(Location labeling material)

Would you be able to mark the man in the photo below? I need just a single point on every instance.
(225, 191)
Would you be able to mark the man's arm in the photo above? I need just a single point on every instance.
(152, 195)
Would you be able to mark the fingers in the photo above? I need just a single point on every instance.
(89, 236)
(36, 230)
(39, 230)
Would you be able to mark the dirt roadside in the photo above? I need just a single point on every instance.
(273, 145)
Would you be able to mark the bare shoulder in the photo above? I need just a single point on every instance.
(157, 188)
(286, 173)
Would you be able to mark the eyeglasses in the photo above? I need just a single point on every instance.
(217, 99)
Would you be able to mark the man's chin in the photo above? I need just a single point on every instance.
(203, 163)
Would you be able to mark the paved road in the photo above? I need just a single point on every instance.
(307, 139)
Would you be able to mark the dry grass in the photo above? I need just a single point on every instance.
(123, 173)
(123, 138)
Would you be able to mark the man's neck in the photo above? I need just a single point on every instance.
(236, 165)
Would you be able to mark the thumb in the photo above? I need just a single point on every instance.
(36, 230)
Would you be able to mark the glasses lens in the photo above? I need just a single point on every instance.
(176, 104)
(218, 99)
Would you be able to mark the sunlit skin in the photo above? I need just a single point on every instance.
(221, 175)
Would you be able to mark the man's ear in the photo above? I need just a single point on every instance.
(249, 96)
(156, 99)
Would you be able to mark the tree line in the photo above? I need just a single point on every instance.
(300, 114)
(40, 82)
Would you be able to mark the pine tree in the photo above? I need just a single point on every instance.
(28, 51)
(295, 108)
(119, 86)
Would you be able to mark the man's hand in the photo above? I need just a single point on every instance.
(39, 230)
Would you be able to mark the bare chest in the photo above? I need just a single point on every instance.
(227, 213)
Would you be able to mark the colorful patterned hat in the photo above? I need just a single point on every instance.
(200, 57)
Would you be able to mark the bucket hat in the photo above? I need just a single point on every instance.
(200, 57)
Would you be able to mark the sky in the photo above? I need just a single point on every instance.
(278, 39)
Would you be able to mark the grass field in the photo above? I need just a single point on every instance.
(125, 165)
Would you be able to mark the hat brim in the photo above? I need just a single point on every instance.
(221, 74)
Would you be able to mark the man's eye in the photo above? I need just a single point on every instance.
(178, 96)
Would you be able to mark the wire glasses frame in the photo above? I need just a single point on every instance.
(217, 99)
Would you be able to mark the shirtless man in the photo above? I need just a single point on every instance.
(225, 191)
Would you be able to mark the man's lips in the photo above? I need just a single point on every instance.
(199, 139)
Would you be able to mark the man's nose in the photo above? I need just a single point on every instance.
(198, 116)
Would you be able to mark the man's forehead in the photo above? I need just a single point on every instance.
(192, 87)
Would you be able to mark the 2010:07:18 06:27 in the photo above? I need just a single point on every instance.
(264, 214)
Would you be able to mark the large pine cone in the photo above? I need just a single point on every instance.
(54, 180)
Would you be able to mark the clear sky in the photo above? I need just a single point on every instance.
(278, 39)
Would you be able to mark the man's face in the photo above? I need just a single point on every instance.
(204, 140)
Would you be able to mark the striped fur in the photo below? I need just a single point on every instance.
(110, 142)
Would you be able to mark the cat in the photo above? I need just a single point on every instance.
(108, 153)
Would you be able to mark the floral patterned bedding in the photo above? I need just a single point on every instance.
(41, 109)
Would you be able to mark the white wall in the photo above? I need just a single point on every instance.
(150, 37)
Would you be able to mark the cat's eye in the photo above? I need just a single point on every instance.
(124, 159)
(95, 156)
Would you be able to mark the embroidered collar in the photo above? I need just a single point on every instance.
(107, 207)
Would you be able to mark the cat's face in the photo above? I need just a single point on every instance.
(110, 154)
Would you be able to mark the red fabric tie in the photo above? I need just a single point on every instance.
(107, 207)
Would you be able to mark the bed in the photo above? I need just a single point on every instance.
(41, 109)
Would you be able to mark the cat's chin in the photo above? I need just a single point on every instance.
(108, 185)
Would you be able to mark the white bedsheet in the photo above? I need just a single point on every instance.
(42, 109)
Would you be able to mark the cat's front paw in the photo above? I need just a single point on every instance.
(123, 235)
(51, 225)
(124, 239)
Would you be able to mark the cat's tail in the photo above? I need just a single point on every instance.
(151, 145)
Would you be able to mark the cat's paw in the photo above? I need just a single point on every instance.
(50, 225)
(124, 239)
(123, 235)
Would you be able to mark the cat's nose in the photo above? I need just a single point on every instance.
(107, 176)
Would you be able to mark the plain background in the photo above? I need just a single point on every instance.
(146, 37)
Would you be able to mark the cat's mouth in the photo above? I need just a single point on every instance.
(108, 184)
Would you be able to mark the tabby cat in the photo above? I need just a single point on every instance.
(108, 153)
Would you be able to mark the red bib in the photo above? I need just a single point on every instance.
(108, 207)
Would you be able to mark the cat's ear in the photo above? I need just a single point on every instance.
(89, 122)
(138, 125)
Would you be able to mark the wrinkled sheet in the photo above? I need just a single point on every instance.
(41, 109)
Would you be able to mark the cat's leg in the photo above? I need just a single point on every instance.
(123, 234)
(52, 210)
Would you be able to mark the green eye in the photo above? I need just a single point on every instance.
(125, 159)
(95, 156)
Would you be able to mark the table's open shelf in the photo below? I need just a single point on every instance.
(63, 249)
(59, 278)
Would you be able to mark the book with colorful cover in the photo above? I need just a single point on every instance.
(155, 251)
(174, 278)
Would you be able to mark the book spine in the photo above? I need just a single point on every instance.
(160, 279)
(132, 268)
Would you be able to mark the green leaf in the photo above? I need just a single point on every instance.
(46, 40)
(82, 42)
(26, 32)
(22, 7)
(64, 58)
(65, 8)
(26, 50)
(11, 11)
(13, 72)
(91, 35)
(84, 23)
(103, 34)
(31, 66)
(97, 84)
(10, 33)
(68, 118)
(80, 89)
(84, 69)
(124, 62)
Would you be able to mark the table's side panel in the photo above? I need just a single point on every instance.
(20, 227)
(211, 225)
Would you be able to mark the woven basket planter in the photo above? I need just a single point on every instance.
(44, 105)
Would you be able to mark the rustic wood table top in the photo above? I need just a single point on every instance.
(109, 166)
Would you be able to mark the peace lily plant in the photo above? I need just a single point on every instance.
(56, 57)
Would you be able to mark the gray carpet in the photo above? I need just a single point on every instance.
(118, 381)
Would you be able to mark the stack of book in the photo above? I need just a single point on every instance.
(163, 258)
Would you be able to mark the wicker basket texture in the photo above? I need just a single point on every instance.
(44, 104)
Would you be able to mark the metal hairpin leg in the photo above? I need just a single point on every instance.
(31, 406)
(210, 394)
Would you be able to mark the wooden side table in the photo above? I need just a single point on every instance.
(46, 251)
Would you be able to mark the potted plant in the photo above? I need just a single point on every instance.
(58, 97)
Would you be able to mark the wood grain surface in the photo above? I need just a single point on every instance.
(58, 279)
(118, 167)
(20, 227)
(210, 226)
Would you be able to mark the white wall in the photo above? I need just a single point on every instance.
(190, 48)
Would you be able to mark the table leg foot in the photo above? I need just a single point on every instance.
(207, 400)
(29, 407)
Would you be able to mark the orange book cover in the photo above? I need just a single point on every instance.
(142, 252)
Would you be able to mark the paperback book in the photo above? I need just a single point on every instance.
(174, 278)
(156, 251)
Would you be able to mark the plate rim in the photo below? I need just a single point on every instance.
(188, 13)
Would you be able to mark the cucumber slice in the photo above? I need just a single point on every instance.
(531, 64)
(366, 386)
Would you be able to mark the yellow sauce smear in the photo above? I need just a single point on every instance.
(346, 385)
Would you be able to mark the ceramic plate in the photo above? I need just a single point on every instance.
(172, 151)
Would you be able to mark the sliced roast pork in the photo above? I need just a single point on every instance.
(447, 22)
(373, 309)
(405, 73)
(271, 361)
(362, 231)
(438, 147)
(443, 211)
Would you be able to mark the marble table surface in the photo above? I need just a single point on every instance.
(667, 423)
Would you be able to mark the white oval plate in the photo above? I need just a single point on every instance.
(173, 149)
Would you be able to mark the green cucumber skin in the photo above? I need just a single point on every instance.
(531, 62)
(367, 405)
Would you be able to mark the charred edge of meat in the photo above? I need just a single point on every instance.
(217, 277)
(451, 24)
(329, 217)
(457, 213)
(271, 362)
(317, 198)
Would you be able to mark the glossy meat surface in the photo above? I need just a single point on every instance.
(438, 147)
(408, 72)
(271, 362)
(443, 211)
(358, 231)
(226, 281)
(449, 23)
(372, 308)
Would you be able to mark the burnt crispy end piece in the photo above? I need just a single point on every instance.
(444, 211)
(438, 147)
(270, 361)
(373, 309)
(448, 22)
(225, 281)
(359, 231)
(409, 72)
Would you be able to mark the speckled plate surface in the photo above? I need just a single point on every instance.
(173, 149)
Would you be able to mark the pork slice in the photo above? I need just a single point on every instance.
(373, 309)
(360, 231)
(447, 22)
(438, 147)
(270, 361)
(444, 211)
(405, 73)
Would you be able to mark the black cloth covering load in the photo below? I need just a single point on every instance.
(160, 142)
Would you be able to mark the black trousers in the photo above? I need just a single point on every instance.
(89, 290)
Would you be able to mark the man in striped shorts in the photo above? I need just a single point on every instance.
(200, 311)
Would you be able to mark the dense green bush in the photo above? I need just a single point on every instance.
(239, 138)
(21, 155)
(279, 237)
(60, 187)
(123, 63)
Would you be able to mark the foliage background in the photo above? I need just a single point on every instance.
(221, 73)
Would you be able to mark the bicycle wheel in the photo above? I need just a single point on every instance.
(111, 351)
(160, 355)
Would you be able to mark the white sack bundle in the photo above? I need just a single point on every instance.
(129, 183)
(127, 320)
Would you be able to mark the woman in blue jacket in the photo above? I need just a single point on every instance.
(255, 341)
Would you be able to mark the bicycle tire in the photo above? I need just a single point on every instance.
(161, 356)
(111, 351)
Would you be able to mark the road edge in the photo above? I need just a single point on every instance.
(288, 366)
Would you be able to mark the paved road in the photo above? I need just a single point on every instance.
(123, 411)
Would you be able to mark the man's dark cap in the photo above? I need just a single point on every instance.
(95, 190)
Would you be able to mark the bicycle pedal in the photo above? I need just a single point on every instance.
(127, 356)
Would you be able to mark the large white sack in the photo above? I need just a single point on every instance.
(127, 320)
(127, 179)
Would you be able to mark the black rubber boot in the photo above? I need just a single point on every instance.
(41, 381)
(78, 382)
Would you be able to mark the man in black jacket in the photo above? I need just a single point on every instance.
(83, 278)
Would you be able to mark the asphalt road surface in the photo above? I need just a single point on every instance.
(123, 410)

Task statement
Rewrite the material from the line containing "Would you be able to mark the man's dark" through the end, both included, swapping "sack" for "bag" and leaving everything else unchanged. Give only those lines.

Written reply
Would you be able to mark the man's dark cap in the photo above? I need just a single point on every instance.
(95, 190)
Would you be able to mark the bicycle pedal in the photo above? I need just a single point on every instance.
(127, 356)
Would you be able to mark the large white bag in the photo above? I need just a single point on every instance.
(127, 320)
(127, 179)
Would you be able to mark the black rubber boot in the photo above? I need just a single point on every instance.
(41, 381)
(78, 382)
Would you be able to mark the man in black jacket in the photo above? I need just a single point on every instance.
(83, 278)
Would you be able to mark the asphalt road surface in the photo above? I need just a single point on every instance.
(123, 410)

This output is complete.